[Provided data Boundary: Start]

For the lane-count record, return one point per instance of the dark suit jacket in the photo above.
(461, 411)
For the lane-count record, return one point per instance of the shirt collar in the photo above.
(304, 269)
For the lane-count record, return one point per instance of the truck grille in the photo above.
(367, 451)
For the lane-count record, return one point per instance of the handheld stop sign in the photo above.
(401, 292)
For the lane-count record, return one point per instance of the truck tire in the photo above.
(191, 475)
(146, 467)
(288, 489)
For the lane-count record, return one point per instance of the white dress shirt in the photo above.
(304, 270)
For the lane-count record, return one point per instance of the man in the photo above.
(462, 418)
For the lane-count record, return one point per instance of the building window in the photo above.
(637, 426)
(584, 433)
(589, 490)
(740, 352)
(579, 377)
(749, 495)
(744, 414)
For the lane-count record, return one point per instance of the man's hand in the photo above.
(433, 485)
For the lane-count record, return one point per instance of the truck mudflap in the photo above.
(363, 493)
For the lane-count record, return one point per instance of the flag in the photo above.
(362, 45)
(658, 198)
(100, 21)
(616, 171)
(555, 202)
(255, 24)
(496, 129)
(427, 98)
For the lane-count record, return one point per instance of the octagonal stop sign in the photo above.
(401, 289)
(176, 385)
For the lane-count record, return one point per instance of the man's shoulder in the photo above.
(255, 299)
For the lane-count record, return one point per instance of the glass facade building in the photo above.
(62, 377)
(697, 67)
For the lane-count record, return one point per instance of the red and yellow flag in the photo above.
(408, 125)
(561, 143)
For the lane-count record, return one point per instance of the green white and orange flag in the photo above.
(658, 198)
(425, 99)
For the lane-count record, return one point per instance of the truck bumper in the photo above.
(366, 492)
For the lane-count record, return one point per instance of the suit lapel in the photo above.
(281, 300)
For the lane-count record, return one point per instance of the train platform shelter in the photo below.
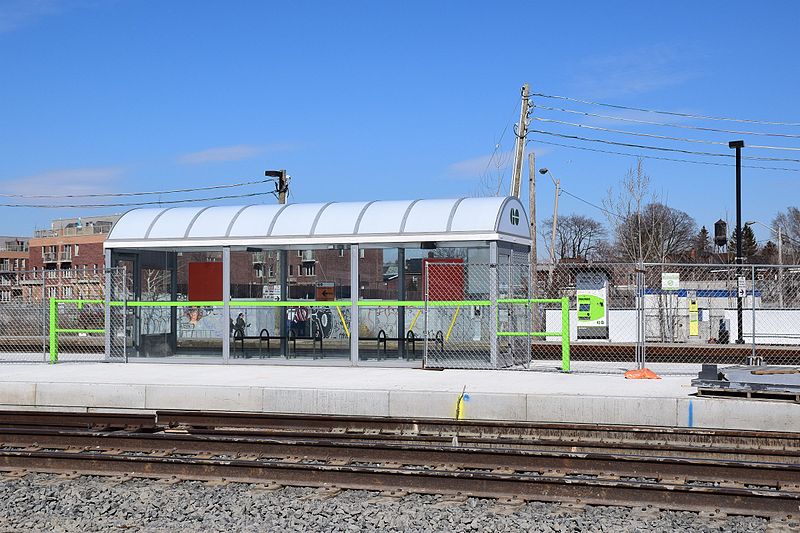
(393, 392)
(376, 282)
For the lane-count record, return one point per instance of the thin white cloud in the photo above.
(637, 71)
(15, 14)
(488, 165)
(89, 180)
(236, 152)
(476, 167)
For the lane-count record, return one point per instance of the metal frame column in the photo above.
(401, 295)
(494, 348)
(354, 289)
(283, 267)
(226, 303)
(108, 297)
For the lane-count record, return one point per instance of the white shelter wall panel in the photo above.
(514, 219)
(339, 218)
(254, 220)
(383, 217)
(173, 223)
(429, 216)
(214, 221)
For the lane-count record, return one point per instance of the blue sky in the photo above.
(388, 100)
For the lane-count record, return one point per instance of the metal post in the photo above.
(425, 312)
(780, 268)
(565, 335)
(226, 303)
(53, 331)
(44, 315)
(494, 348)
(401, 295)
(519, 148)
(533, 261)
(283, 266)
(354, 289)
(641, 344)
(754, 360)
(738, 145)
(108, 298)
(172, 262)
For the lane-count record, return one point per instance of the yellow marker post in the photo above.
(460, 404)
(413, 322)
(452, 324)
(341, 317)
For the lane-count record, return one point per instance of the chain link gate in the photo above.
(60, 315)
(482, 316)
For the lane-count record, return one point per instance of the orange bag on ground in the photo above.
(641, 373)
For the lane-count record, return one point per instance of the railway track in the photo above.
(754, 473)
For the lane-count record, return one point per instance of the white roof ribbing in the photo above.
(462, 219)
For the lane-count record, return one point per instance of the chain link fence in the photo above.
(671, 318)
(50, 315)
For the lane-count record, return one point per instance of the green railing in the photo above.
(564, 302)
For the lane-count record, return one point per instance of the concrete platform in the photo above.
(400, 392)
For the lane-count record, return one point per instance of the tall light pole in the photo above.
(777, 230)
(557, 183)
(738, 145)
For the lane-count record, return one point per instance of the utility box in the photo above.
(592, 291)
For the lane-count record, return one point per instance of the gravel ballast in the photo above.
(40, 502)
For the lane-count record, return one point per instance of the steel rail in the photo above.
(498, 484)
(723, 444)
(773, 475)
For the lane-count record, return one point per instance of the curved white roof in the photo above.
(462, 219)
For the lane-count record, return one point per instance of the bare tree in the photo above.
(645, 229)
(789, 223)
(577, 237)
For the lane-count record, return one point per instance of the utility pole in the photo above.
(738, 145)
(780, 267)
(519, 147)
(282, 185)
(532, 213)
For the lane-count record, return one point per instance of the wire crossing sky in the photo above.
(391, 100)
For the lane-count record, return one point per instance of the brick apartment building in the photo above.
(13, 260)
(69, 256)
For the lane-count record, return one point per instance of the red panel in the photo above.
(205, 282)
(445, 278)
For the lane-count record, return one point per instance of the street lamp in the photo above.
(738, 145)
(779, 233)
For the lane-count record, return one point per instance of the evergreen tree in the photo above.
(749, 243)
(702, 244)
(769, 254)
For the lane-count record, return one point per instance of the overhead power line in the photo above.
(660, 148)
(672, 113)
(677, 160)
(656, 136)
(587, 202)
(667, 124)
(138, 204)
(147, 193)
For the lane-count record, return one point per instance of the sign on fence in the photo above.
(670, 281)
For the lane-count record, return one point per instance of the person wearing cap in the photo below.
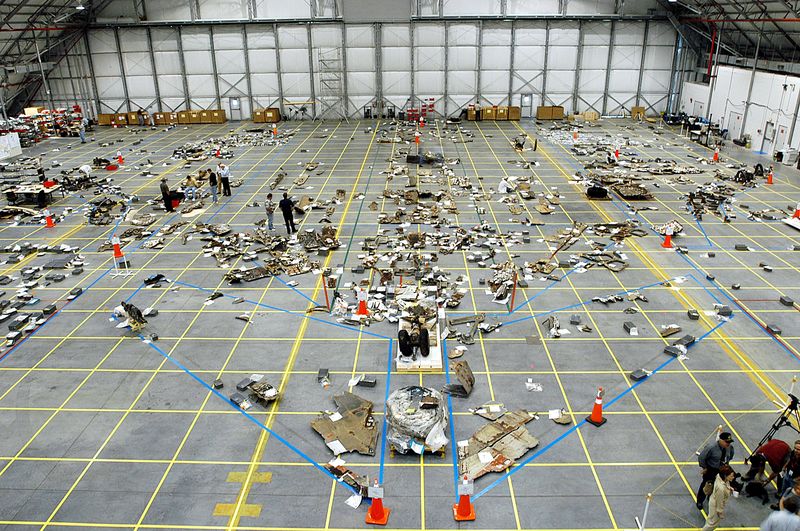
(776, 454)
(783, 520)
(719, 497)
(165, 196)
(711, 459)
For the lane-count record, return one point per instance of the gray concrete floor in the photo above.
(101, 430)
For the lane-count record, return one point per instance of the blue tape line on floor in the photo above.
(385, 426)
(584, 303)
(453, 444)
(247, 415)
(283, 310)
(279, 279)
(575, 428)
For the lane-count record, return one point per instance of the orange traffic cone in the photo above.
(596, 417)
(117, 249)
(377, 514)
(667, 243)
(464, 510)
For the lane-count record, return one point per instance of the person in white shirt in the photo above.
(224, 174)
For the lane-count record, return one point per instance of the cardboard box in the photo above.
(544, 113)
(218, 116)
(272, 115)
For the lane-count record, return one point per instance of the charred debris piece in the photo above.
(351, 428)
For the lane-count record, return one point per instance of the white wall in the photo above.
(773, 99)
(424, 59)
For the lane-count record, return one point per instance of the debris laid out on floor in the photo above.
(417, 420)
(494, 447)
(351, 428)
(132, 316)
(463, 375)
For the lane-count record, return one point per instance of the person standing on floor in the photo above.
(224, 173)
(784, 520)
(711, 459)
(719, 497)
(774, 453)
(212, 184)
(270, 206)
(191, 187)
(165, 196)
(287, 206)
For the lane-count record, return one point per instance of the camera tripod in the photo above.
(789, 412)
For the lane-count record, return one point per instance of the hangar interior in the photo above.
(544, 253)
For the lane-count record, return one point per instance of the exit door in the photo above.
(734, 125)
(526, 105)
(235, 108)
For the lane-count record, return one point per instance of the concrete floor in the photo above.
(102, 430)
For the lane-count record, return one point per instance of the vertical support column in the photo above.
(412, 50)
(124, 76)
(345, 96)
(750, 87)
(311, 72)
(674, 73)
(446, 69)
(278, 67)
(512, 52)
(214, 65)
(641, 62)
(187, 101)
(378, 40)
(246, 51)
(71, 79)
(546, 54)
(608, 66)
(91, 72)
(155, 72)
(714, 72)
(479, 76)
(790, 140)
(578, 63)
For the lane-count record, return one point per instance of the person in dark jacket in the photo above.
(711, 459)
(287, 206)
(212, 184)
(165, 196)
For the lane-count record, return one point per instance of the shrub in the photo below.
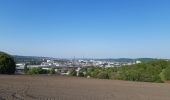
(7, 64)
(37, 71)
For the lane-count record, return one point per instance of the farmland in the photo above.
(45, 87)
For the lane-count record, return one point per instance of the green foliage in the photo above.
(38, 70)
(166, 73)
(103, 75)
(52, 71)
(7, 64)
(73, 73)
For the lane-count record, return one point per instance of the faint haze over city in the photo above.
(86, 28)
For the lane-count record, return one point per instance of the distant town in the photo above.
(63, 66)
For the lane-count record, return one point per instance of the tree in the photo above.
(7, 64)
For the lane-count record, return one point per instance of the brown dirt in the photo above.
(20, 87)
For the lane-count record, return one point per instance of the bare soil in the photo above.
(44, 87)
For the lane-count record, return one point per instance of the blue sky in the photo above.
(86, 28)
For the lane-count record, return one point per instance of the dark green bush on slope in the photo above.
(7, 64)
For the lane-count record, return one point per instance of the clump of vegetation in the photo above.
(7, 64)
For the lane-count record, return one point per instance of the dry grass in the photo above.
(20, 87)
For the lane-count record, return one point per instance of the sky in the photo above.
(86, 28)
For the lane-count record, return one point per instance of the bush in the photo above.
(103, 75)
(165, 75)
(7, 64)
(52, 71)
(73, 73)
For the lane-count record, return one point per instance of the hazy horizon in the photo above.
(85, 28)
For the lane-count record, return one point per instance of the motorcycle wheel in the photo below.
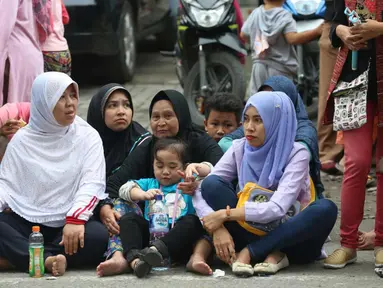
(224, 74)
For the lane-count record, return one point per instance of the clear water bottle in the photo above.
(36, 253)
(159, 226)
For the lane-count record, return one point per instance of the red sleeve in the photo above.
(65, 14)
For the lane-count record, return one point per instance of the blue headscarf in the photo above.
(265, 165)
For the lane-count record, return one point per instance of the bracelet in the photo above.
(228, 211)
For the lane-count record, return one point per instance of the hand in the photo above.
(350, 40)
(150, 194)
(72, 235)
(10, 127)
(224, 245)
(109, 218)
(214, 220)
(367, 31)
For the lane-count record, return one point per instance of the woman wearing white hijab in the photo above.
(53, 176)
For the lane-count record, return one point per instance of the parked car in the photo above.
(112, 28)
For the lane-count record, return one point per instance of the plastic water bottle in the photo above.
(36, 253)
(158, 226)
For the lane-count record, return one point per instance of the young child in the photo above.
(222, 115)
(3, 146)
(169, 169)
(272, 33)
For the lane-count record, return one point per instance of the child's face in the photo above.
(220, 123)
(166, 165)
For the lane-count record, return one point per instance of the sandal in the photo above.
(141, 269)
(269, 268)
(242, 270)
(151, 256)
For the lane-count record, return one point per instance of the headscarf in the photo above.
(42, 10)
(265, 164)
(187, 129)
(46, 165)
(306, 131)
(117, 145)
(201, 146)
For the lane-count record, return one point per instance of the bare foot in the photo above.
(366, 240)
(198, 265)
(56, 265)
(114, 266)
(5, 265)
(244, 256)
(274, 258)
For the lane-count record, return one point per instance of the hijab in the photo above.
(306, 131)
(265, 164)
(46, 164)
(117, 145)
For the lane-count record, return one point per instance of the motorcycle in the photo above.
(207, 60)
(308, 14)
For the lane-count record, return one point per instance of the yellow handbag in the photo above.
(254, 193)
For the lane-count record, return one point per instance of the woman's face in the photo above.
(66, 108)
(164, 121)
(118, 112)
(254, 129)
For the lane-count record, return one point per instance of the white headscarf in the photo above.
(50, 172)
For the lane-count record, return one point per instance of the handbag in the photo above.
(350, 103)
(254, 193)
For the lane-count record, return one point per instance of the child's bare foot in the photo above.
(114, 266)
(5, 265)
(198, 264)
(56, 265)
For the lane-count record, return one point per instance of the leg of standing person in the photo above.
(328, 150)
(357, 150)
(379, 201)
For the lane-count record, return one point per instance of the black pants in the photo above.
(177, 244)
(14, 238)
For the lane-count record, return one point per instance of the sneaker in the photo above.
(340, 258)
(379, 257)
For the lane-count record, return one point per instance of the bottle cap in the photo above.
(36, 229)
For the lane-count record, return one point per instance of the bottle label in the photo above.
(159, 222)
(36, 262)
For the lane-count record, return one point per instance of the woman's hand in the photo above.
(10, 127)
(349, 39)
(109, 218)
(189, 186)
(224, 245)
(72, 236)
(150, 194)
(367, 31)
(214, 220)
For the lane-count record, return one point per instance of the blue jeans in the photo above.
(301, 237)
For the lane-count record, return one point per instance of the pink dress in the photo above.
(19, 43)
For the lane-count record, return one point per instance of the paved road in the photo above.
(155, 73)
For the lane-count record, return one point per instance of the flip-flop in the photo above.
(269, 268)
(242, 270)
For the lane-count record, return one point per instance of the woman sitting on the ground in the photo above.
(169, 117)
(306, 133)
(110, 112)
(264, 227)
(52, 176)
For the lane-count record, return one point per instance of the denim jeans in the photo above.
(301, 237)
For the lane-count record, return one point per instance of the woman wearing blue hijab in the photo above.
(273, 220)
(306, 132)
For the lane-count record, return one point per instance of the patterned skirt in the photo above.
(60, 61)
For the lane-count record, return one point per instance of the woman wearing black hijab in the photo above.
(110, 112)
(169, 117)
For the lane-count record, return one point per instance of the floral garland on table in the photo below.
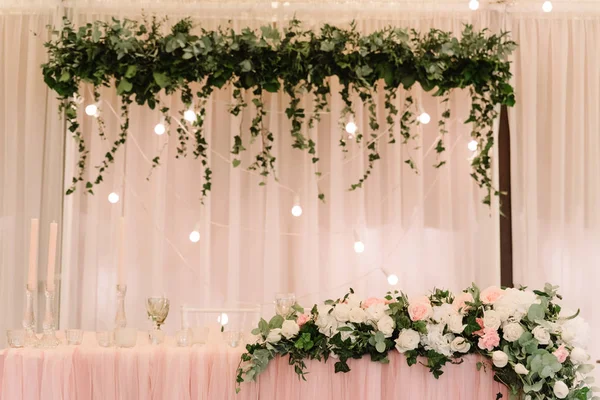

[Provided data Boundary: End]

What this task involves: Every line from the one with "label in the photo above." through the last line of the data must be copied exactly. Leave the pictures out.

Answer for this exercise:
For the lane-count record, return one point per instance of the bottle label in the photo above.
(159, 222)
(36, 262)
For the lane-count record, return one point per instance of the woman's hand in the photo above.
(10, 127)
(349, 39)
(109, 218)
(189, 186)
(224, 245)
(72, 236)
(150, 194)
(367, 31)
(214, 220)
For the lane-count record, return one point per instance of the blue jeans in the photo above.
(301, 237)
For the lane-count record, return one point per instance of the pink dress in the photo above.
(19, 43)
For the lane-count record, return one point per instance of the paved road in the photo above.
(155, 73)
For the lane-count record, return one point per instance of the flip-flop in the photo above.
(269, 268)
(242, 270)
For the lane-count record, return one point per instance of the woman sitting on the ground in the photo above.
(169, 117)
(306, 133)
(110, 112)
(264, 227)
(52, 176)
For the lane-count record, return one point per instance of the denim jeans in the photo above.
(301, 237)
For the lane-count record, return one point per instance of the woman wearing blue hijab in the photo above.
(273, 220)
(306, 132)
For the lane-count record, return one point per instance of the patterned skirt in the photo above.
(60, 61)
For the lane-count record, return one point per instance of the woman wearing black hijab in the photo above.
(110, 112)
(169, 117)
For the lane-count record, return one point per instance of the floral garland on table in the photo below.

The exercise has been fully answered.